> **Work required**
Gather each line of the items below that contains the string "chocolate", copying those lines out one per line.

(Location identification entries)
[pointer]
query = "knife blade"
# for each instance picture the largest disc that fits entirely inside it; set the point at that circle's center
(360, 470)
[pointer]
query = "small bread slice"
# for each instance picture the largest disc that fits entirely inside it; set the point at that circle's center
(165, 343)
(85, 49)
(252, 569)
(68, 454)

...

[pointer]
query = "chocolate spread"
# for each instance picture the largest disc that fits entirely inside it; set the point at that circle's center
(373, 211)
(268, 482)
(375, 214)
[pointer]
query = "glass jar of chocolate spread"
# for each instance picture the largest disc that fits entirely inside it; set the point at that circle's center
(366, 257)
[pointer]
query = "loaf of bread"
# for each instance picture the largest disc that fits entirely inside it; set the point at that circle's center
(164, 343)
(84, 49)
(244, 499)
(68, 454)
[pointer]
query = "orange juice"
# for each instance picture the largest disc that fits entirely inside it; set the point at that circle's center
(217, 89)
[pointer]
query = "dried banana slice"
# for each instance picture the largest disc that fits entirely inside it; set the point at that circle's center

--

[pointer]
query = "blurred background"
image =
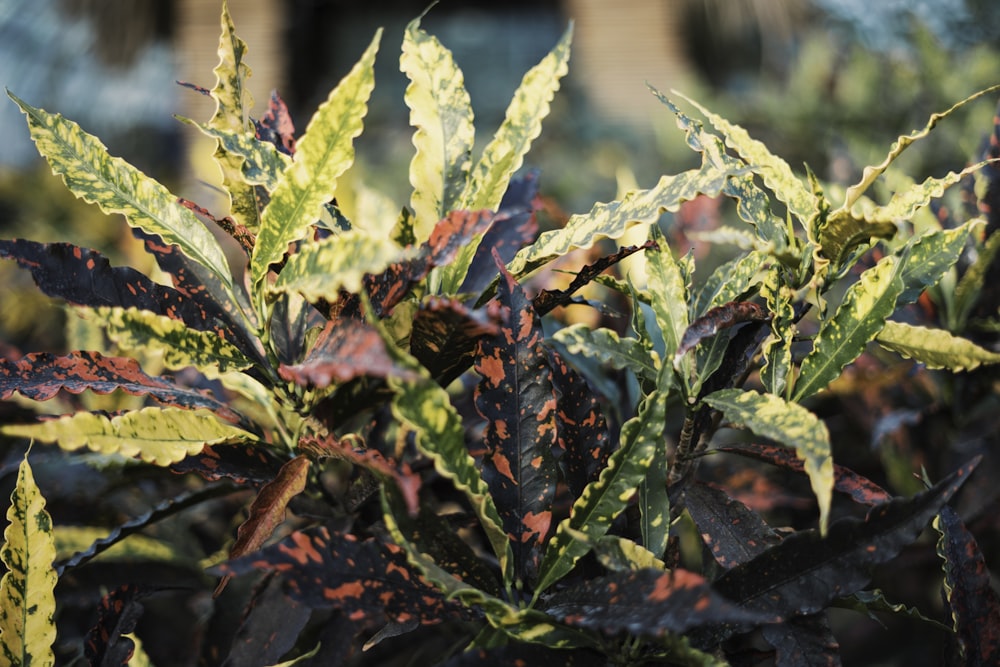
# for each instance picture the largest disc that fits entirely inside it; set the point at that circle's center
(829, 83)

> **Exercise response**
query = "chocolate spread"
query = "glass jar of chocolate spread"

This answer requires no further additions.